**** SOURCE PASSAGE
This is shocking. The master has pity for him. That is, he feels a sense of compassion for him. He identifies with the man’s dire circumstance. And, instead of valuing the money or the revenge, he values the man’s plight. And graciously he wipes the slate clean. Notice, he released him and forgave him. What great news!
But this wasn’t the only shocking news. Look, as the story takes another turn. And, this one is really quite pathetic. Earlier I said it was cringeworthy, and it is.
“But when that same servant went out, he found one of his fellow servants who owed him a hundred denarii, and seizing him, he began to choke him, saying, ‘Pay what you owe.’ So his fellow servant fell down and pleaded with him, ‘Have patience with me, and I will pay you.’ He refused and went and put him in prison until he should pay the debt.” (Matthew 18:28–30)
As you read through this, you are supposed to see the similarities between the servant who was forgiven and the man here who was not. He did not extend the same measure of mercy and forgiveness to another that he himself had received.
Notice in verse 29, this second servant, fell down and pleaded with him. He said the same thing that we read in verse 26, “Have patience with me, and I will pay you.”
One other point of contrast here is in the amount that is owed. Remember he owed an incalculable amount? But this guy, on the other hand, owes a small amount. In comparison, he was forgiven for $50 million but he is merciless to the one who owes him ten bucks.
Instead of meeting him with gracious forgiveness that was extended to him, we see the opposite. It’s cringe-worthy. We read in verse 28 that he grabbed him and started to choke him, demanding payment. This is like threatening his life as he grabs him by the throat and begins choking him making these demands. Then in verse 30 he refused him, and went and put him into prison until he could pay the debt. Perhaps better, we could say he threw him with some degree of aggressive violence into prison. This word does not denote a gentle escort to his cell but the type of throwing that is commanded of what we are to do with the arm or foot that causes us to stumble. By all accounts, this guy is absolutely merciless.
But the story doesn’t stop with the servant’s wickedness. We see the king’s response in verses 31-34. Some of the other servants saw what happened and went and told the boss. They were, according to verse 31, greatly distressed. It’s the type of reaction associated with grief. They were outraged and deeply affected.
********
**** SUPPLIED INFORMATION
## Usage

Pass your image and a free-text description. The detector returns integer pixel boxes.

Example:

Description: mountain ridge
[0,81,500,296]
********
**** SUPPLIED INFORMATION
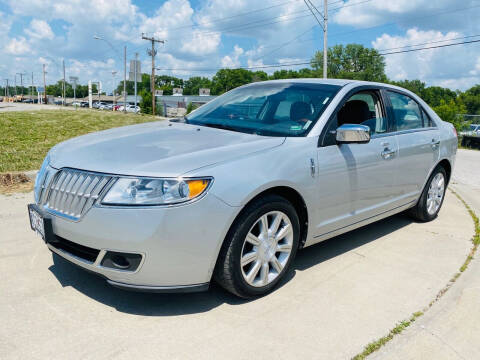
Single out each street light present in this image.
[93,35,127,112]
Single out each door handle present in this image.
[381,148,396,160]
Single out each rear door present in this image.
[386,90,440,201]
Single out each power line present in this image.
********
- **TASK REQUIREMENTS**
a. Answer these about the sermon passage on the unforgiving servant:
(i) What two dollar figures does it use to contrast the debts?
(ii) In which verse, according to it, does the plea "Have patience with me, and I will pay you" first appear before the second servant repeats it?
(iii) How does it say the other servants reacted, according to verse 31?
b. Carry on the sermon passage on the unforgiving servant, picking up after its last sentence.

- **RESPONSES TO THE TASKS**
a.
(i) $50 million for the forgiven servant's debt and ten bucks for the fellow servant's debt.
(ii) Verse 26.
(iii) They were greatly distressed, a reaction associated with grief; they were outraged and deeply affected.

b.
The master, who formerly responded with mercy, now is merciless. Look with me at verse 32-34, “Then his master summoned him and said to him, ‘You wicked servant! I forgave you all that debt because you pleaded with me. And should not you have had mercy on your fellow servant, as I had mercy on you?’ And in anger, his master delivered him to the jailers until he should pay all his debt.” (Matthew 18:32–34)
It would seem that Jesus’ point here is clear enough. The one who has received forgiveness should—of all people— be eager to forgive and not zealous to withhold it.
Pushing off the illustration, Jesus provides a singular, pointed, and clear implication: if you are an unforgiving person then you should expect to meet an unforgiving God.
Look what our Lord says in verse, 35: “So also my heavenly Father will do to every one of you, if you do not forgive your brother from your heart.”
We should hear what Jesus is not saying. He is not saying all you have to do to be forgiven and go to heaven is to forgive others. We don’t earn salvation by forgiving other. But, he is saying, if we do not forgive others then we should expect judgment. Why? Because there is no discernible way someone can be a Christian and deny something so central to Christianity. Those who have been forgiven much forgive much.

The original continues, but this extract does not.